***** MATERIAL TO PROCESS

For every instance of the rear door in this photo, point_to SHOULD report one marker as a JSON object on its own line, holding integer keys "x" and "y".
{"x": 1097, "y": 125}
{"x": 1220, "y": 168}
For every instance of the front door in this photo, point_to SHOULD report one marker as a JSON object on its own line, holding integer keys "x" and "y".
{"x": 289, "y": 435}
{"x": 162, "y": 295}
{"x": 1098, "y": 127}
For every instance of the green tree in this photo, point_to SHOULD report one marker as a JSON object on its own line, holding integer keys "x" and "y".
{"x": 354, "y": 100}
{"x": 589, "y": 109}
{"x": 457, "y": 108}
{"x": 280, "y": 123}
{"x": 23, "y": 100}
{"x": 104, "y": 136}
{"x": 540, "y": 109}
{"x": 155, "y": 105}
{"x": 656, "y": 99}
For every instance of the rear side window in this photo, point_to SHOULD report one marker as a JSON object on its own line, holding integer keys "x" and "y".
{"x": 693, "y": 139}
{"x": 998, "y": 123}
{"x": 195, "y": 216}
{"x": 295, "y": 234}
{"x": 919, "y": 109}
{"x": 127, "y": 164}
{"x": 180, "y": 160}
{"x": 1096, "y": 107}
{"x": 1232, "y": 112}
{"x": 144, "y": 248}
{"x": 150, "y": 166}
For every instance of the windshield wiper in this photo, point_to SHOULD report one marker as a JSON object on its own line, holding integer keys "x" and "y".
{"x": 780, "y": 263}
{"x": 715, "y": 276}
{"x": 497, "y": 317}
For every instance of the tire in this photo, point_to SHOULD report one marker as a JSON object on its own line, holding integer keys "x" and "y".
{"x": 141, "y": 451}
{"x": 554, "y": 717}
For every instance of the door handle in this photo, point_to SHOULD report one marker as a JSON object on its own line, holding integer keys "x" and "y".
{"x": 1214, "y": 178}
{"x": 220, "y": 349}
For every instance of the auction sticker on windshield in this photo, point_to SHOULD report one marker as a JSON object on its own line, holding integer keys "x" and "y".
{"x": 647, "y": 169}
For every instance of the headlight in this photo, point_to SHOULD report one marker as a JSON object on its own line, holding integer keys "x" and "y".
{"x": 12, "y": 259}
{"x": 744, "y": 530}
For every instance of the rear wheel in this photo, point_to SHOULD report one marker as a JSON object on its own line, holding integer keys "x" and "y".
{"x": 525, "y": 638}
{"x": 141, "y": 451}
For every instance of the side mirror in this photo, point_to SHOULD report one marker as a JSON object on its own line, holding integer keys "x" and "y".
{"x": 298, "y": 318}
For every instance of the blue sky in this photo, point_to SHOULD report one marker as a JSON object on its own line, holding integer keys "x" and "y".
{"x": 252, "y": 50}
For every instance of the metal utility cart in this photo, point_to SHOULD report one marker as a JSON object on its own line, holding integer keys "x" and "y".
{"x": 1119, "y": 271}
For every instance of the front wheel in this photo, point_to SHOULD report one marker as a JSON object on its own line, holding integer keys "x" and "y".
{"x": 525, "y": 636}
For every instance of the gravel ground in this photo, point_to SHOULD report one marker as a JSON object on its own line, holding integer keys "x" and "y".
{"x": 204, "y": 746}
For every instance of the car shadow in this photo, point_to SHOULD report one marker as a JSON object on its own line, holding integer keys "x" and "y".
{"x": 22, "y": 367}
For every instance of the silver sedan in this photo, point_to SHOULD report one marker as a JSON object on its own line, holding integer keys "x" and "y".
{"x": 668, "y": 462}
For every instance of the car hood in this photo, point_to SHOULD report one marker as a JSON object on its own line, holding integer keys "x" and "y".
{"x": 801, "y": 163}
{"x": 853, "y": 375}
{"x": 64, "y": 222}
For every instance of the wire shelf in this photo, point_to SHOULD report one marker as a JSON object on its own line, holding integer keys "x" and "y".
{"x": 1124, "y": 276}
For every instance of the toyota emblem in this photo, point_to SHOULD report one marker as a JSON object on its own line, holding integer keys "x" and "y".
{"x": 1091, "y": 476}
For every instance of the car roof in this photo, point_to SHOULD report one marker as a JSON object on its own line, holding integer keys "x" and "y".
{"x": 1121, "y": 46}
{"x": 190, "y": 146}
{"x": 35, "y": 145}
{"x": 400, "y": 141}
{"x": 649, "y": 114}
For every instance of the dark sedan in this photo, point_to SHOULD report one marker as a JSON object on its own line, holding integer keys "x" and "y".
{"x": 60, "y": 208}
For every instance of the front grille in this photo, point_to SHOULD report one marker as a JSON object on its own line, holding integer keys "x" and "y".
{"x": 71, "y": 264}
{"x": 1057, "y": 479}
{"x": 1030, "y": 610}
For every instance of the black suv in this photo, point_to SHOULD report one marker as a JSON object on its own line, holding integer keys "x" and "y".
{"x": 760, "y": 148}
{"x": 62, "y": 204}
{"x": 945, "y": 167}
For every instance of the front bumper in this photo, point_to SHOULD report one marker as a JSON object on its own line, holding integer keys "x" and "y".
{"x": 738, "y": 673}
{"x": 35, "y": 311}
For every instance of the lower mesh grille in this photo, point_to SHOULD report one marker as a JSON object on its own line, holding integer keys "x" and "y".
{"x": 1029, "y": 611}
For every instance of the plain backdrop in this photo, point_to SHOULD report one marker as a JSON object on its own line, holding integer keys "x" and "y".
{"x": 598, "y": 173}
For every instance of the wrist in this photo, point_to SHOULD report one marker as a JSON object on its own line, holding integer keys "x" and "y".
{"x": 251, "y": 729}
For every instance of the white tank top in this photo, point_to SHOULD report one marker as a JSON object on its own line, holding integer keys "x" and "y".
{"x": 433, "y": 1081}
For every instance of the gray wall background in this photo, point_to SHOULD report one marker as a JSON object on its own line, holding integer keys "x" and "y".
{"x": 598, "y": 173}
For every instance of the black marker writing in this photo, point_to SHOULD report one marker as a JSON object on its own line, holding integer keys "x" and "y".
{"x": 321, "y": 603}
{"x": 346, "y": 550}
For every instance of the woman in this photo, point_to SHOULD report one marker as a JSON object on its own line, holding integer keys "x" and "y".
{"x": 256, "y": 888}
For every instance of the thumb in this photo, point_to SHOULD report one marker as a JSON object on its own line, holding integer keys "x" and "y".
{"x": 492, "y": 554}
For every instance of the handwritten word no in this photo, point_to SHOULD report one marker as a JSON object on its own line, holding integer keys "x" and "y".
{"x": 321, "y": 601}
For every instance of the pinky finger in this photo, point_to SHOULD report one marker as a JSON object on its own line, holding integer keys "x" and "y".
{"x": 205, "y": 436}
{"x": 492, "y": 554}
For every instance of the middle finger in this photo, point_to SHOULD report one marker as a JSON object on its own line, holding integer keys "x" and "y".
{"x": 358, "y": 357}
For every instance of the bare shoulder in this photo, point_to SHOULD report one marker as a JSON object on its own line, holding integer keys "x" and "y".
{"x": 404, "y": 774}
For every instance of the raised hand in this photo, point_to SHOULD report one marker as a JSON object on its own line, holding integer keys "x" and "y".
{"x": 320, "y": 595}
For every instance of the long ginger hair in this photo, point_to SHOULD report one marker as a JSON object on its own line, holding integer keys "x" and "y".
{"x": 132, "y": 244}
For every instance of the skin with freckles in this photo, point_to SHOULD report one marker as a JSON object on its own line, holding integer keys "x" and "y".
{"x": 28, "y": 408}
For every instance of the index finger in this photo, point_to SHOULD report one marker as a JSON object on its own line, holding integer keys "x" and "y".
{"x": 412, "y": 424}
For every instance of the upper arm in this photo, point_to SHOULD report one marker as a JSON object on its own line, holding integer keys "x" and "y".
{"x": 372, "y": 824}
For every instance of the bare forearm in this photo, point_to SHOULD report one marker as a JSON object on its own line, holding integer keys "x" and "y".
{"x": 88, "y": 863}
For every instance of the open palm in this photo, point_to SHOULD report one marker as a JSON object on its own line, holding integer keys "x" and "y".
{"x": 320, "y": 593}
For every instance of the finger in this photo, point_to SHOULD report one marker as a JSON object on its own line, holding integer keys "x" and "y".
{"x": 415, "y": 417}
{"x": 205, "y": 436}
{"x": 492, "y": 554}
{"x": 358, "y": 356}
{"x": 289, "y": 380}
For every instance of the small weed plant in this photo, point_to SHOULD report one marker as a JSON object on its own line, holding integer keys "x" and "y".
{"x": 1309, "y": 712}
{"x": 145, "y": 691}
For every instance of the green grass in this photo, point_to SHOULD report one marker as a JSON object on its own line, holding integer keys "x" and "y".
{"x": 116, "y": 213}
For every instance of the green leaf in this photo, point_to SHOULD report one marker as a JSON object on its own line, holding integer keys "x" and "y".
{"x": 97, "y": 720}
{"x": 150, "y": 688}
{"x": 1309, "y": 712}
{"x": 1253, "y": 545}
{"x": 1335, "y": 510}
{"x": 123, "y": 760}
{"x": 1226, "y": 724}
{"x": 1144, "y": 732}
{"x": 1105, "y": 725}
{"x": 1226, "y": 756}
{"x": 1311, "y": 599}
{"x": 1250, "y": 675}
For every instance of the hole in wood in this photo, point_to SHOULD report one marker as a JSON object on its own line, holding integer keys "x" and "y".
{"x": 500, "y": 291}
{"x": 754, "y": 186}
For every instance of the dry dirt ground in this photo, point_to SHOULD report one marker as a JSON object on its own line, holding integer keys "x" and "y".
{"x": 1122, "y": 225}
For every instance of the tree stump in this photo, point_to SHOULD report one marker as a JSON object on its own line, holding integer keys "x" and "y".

**********

WHAT THE TASK ASKS. Transcribe exactly the line containing "For every instance of the bare forearm" and all remaining lines of the material, ending with the last one.

RESULT BELOW.
For every instance of the bare forearm in this photo, point_to SHOULD report one marker as a JSON object on its own line, holding integer keys "x" and "y".
{"x": 88, "y": 863}
For every instance of the open palm in this photo, point_to SHOULD report one marker as a JSON object on its own line, holding integer keys "x" and "y".
{"x": 320, "y": 593}
For every instance of the finger in this photo, point_to SHOULD report one marker as a JSON object on its own line, holding integer keys "x" and "y".
{"x": 415, "y": 417}
{"x": 205, "y": 436}
{"x": 492, "y": 554}
{"x": 358, "y": 356}
{"x": 289, "y": 380}
For every instance of the small weed plant in this photo, point_to SHOULD report one marker as a JSON object on its own line, holding integer keys "x" and "y".
{"x": 1309, "y": 712}
{"x": 145, "y": 691}
For every instance of the green grass in this photo, point_to SHOULD report one marker as a JSON object on its own line, holding integer keys "x" and "y".
{"x": 116, "y": 213}
For every instance of the green leaf in this photo, point_to SHOULD report one marker as a JSON object on its own line, holding integer keys "x" and "y".
{"x": 97, "y": 720}
{"x": 150, "y": 688}
{"x": 1309, "y": 712}
{"x": 1253, "y": 545}
{"x": 1335, "y": 510}
{"x": 123, "y": 760}
{"x": 1226, "y": 724}
{"x": 1144, "y": 732}
{"x": 1105, "y": 725}
{"x": 1226, "y": 756}
{"x": 1311, "y": 599}
{"x": 1250, "y": 675}
For every instance of the hole in wood in this photo, point_to SHOULD report one marker as a JSON object on its own line, holding integer keys "x" and "y".
{"x": 500, "y": 291}
{"x": 754, "y": 186}
For every instance of the dry dirt ground in this photo, point_to SHOULD report one marker as a JSON object on its own line, holding integer keys "x" and "y".
{"x": 1122, "y": 225}
For every instance of the tree stump in this photo, point_to SHOULD report one marker as a JSON object on its own line, holding integer keys "x" and "y".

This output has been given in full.